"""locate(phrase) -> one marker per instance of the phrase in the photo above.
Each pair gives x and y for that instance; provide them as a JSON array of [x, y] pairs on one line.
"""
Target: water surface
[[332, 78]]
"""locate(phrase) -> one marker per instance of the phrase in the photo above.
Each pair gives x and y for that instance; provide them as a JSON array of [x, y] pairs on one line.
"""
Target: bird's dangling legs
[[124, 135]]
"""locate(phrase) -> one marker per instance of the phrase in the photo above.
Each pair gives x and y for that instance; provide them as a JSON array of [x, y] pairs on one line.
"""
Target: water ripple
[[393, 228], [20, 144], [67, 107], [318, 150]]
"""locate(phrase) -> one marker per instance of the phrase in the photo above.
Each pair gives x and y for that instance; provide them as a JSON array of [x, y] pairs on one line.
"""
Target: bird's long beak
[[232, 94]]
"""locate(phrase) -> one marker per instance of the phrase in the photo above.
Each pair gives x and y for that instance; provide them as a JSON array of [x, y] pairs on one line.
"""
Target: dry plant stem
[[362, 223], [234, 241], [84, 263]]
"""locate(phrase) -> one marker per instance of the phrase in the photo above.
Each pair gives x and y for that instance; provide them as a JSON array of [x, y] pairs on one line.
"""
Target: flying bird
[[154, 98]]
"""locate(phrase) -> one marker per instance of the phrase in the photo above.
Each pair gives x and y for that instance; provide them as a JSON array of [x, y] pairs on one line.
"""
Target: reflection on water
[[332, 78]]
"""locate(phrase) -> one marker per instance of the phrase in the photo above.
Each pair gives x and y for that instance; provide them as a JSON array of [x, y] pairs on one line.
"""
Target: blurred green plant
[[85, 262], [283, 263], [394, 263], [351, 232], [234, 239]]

Directions for this task:
Write the records out once more, exactly as shown.

Completed task:
"""locate(phrase) -> one marker per instance of the phrase in the photo above.
Each pair gives x and y for that instance; provide them as a JSON array of [x, y] pairs on one line.
"""
Target: water surface
[[332, 78]]
"""locate(phrase) -> one marker per instance of the phrase in the photo above.
Each pair gives x and y for that instance; provide them as a JSON array of [x, y] pairs on one line.
"""
Target: bird's dangling legs
[[124, 135]]
"""locate(phrase) -> one marker per instance of the phrase in the photo above.
Each pair gives x and y for that instance; provide them as a JSON array of [x, y] pairs on one line.
"""
Target: water ripple
[[393, 228], [20, 144], [67, 107], [318, 150]]
"""locate(phrase) -> one marker per instance of the phrase in the photo above.
Each pair gives x and y for that instance; provide them as a JSON array of [x, y] pairs on one line.
"""
Target: bird's long beak
[[232, 94]]
"""locate(phrase) -> one marker per instance of the phrase in the photo above.
Each pair gives x and y for that instance; provide them as a JSON array of [x, y] pairs on one line.
"""
Target: dry plant stem
[[362, 223], [234, 241], [84, 263]]
"""locate(phrase) -> one marker per instance of the phrase in the photo above.
Each pair gives x and y for that instance; provide them as a JSON array of [x, y] pairs on one line.
"""
Target: flying bird
[[154, 98]]
"""locate(phrase) -> one marker per instance of the phrase in the photo above.
Each pair gives x and y for that instance; provide them as a JSON array of [x, y] pairs on one line.
"""
Target: reflection on water
[[332, 78]]
"""locate(phrase) -> one marker per instance of the phrase in the photo above.
Each pair gives x and y for that instance; provide them as a JSON array of [x, y] pairs on one line.
"""
Target: blurred green plant
[[85, 262], [283, 263], [394, 263], [351, 232], [234, 239]]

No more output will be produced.